> [AVAILABLE DATA]
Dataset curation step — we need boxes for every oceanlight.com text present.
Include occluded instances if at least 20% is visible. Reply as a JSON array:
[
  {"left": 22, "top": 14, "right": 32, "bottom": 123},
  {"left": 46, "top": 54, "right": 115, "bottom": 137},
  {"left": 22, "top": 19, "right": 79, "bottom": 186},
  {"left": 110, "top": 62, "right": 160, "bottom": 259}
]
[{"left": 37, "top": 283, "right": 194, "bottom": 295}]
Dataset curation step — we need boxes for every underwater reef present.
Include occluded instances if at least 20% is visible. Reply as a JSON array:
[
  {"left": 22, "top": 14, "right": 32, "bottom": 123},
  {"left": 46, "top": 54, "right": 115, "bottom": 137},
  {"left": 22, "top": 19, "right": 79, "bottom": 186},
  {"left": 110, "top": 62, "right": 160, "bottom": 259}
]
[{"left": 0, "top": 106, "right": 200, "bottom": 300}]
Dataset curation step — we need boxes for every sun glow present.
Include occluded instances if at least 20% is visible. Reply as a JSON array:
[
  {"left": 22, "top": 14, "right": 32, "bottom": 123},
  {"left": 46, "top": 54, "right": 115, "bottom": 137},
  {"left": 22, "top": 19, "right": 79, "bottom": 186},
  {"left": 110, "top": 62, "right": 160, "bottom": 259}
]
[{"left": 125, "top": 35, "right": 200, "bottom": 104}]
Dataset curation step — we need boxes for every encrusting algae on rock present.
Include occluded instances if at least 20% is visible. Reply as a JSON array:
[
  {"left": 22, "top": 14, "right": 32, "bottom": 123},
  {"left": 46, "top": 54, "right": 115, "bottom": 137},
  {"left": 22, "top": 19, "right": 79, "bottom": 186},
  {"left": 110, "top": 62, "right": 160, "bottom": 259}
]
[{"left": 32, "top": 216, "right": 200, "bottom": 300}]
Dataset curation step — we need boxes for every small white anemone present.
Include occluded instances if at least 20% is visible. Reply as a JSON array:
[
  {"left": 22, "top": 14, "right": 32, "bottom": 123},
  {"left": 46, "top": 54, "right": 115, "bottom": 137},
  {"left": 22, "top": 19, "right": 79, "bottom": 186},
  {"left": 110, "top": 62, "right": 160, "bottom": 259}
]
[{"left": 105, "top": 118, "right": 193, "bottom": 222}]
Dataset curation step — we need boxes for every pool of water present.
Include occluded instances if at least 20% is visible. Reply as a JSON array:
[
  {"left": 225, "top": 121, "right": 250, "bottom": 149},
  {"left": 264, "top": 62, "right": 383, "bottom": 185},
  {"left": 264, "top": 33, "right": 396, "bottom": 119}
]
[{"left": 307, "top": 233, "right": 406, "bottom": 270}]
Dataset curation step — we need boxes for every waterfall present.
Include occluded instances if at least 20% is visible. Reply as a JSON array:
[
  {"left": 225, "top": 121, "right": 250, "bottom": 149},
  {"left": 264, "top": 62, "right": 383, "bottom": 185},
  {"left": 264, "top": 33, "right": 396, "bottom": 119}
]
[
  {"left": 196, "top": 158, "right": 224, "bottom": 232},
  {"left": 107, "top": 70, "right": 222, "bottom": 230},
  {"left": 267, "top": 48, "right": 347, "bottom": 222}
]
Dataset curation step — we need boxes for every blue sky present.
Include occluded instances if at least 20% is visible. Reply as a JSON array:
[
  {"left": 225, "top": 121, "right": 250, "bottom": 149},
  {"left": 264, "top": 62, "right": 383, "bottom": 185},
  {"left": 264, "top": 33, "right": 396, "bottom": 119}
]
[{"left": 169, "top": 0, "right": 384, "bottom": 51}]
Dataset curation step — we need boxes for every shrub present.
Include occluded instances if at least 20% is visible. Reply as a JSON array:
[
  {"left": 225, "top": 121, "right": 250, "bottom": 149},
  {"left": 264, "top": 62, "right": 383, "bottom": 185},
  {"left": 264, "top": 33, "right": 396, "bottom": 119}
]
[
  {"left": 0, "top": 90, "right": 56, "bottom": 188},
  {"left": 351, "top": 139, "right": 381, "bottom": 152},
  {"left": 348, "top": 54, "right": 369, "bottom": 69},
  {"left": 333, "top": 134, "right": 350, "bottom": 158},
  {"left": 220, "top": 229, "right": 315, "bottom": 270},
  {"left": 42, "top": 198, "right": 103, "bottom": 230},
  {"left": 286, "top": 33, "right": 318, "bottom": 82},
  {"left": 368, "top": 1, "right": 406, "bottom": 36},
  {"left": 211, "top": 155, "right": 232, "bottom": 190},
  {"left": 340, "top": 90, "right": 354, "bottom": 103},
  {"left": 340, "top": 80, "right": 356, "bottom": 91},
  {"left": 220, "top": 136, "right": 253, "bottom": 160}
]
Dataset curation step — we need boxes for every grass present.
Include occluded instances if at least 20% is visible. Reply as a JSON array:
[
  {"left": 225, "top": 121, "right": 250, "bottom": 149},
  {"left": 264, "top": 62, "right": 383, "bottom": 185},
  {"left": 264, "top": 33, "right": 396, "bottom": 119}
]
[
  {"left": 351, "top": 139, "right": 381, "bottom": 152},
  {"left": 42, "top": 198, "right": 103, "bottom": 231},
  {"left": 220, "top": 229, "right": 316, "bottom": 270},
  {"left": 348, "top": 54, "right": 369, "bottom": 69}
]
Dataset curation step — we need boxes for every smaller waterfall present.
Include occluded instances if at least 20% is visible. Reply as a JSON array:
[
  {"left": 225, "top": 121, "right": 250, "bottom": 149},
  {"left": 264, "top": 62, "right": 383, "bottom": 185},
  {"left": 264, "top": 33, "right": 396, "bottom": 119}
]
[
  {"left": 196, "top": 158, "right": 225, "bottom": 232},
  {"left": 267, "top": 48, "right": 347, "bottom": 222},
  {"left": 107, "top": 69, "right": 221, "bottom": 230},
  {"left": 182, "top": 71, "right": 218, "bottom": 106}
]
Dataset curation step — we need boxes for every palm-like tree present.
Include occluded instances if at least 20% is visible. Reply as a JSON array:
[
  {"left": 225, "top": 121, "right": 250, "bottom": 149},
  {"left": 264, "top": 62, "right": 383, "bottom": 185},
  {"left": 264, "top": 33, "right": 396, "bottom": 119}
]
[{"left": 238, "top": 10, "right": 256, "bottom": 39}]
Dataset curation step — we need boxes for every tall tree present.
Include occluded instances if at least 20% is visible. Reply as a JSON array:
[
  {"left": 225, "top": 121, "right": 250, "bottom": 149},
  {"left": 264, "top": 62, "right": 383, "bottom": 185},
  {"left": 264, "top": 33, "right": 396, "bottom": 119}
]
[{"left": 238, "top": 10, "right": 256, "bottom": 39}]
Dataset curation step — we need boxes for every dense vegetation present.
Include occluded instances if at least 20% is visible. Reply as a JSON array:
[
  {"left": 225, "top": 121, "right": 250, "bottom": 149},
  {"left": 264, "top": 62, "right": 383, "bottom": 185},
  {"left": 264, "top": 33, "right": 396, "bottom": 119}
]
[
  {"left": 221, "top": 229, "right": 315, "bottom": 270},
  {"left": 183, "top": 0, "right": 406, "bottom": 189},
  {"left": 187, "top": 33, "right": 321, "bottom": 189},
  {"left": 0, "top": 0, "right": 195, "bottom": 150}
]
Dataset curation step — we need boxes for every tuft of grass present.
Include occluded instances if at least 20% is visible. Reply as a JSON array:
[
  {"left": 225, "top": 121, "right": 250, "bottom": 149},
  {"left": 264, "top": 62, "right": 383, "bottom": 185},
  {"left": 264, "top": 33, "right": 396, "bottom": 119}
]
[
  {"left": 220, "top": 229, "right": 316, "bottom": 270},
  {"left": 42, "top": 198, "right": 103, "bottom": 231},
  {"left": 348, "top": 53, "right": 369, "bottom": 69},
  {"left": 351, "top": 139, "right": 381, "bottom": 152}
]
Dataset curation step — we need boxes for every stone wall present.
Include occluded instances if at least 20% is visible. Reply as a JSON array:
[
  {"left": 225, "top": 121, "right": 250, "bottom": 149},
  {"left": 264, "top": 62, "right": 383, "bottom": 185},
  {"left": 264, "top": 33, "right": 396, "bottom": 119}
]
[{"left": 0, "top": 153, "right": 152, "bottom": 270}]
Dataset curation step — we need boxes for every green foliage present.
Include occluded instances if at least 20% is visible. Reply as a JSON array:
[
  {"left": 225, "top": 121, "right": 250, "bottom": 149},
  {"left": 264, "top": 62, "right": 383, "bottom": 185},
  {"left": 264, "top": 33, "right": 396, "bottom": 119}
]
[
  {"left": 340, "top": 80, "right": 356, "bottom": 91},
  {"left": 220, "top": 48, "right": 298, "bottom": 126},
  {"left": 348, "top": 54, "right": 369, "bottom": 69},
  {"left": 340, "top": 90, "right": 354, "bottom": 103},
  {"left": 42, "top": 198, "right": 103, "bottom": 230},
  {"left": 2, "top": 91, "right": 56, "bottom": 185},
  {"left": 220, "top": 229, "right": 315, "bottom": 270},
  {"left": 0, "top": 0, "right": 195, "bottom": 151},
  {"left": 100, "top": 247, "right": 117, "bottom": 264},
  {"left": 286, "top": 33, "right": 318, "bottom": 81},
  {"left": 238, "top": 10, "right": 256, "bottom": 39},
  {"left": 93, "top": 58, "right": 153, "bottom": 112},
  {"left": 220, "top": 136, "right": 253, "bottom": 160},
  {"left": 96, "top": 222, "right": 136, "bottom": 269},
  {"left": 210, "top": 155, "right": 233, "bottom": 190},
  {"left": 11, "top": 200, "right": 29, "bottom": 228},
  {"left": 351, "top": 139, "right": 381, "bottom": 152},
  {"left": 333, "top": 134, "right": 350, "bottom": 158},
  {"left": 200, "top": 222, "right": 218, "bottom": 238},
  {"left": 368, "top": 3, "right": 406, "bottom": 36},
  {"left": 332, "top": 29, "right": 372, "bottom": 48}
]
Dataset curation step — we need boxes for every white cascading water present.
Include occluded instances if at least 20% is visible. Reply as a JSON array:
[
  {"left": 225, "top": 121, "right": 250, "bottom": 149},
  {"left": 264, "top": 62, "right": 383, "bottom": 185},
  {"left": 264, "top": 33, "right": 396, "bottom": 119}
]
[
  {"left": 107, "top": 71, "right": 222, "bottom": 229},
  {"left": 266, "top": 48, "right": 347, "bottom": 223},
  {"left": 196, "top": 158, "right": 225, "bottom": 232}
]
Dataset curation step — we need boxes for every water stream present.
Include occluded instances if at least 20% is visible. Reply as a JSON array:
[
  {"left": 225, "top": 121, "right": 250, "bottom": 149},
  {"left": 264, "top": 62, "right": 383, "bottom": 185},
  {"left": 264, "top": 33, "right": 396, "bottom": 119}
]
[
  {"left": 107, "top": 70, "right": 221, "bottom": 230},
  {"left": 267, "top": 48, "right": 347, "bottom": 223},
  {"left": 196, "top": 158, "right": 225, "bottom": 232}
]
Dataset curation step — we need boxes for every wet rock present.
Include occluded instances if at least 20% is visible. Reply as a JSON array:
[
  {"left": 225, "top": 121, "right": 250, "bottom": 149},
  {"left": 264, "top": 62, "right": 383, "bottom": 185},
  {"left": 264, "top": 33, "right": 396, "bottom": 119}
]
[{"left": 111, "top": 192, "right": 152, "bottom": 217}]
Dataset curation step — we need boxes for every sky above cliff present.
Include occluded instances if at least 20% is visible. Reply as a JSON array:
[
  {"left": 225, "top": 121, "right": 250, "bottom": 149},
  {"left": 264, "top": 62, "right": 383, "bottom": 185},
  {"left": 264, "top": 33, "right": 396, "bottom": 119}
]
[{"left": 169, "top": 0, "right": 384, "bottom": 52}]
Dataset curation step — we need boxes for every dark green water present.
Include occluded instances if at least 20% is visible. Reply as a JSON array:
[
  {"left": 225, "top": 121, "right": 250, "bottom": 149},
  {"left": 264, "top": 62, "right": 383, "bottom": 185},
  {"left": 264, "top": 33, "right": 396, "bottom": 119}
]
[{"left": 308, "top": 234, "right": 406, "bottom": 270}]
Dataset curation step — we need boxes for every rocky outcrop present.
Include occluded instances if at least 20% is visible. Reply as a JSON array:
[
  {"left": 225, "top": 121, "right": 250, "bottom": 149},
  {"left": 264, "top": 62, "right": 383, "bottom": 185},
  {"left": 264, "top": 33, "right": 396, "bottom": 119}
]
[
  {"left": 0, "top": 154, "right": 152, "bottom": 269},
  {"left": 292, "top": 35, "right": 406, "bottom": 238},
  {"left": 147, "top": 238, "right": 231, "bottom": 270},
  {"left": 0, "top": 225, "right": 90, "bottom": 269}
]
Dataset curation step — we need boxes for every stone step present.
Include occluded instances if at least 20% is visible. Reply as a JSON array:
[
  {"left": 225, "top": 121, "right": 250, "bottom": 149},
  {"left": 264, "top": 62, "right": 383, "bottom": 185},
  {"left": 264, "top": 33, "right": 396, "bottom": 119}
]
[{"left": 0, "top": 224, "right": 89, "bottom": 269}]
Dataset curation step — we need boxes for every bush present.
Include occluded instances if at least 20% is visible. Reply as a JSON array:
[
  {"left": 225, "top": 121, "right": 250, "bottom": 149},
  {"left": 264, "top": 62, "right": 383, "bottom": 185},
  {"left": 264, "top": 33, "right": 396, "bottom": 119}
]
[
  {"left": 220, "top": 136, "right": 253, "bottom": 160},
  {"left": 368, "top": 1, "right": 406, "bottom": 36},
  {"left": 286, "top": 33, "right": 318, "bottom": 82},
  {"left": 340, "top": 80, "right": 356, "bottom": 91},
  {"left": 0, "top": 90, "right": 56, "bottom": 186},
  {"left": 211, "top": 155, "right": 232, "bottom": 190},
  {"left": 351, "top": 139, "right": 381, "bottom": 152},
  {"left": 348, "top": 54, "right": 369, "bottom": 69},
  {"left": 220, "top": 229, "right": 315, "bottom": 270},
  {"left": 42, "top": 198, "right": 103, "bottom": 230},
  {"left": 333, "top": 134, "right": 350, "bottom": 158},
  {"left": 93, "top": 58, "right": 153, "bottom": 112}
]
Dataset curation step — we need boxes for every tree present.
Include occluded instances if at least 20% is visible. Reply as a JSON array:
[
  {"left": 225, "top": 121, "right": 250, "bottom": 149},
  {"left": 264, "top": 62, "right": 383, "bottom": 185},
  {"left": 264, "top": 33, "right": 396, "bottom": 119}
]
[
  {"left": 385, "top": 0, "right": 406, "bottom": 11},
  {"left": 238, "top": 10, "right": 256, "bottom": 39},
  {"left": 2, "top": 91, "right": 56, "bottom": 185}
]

> [TASK PROMPT]
Render everything above, from the line containing "Dataset curation step — we need boxes for every tree" down through the end of the records, as a JSON list of strings with one string per line and blank lines omitted.

> [FINISHED EXERCISE]
[
  "Dataset curation step — we need boxes for every tree present.",
  "Include occluded instances if at least 20% is visible. Reply as a JSON array:",
  "[",
  "  {\"left\": 225, \"top\": 121, \"right\": 250, \"bottom\": 149},",
  "  {\"left\": 264, \"top\": 62, \"right\": 383, \"bottom\": 185},",
  "  {\"left\": 264, \"top\": 33, \"right\": 396, \"bottom\": 119}",
  "]",
  "[",
  "  {\"left\": 385, \"top\": 0, \"right\": 406, \"bottom\": 11},",
  "  {\"left\": 238, \"top\": 10, \"right\": 256, \"bottom\": 39},",
  "  {\"left\": 2, \"top\": 91, \"right\": 56, \"bottom\": 185}",
  "]"
]